Exercise details
Extract each line of the material below that contains the string "pixel", copying those lines in full.

──────

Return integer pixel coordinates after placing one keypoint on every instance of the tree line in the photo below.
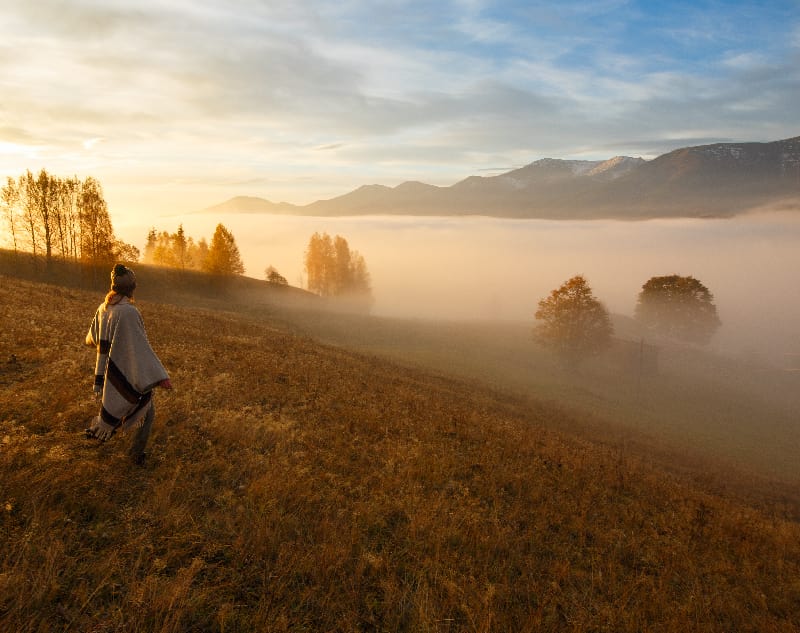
(177, 250)
(574, 324)
(61, 218)
(332, 268)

──────

Right answer
Return integer pixel coordinates after placing one keypoint on every instance of the tree line in the photo below.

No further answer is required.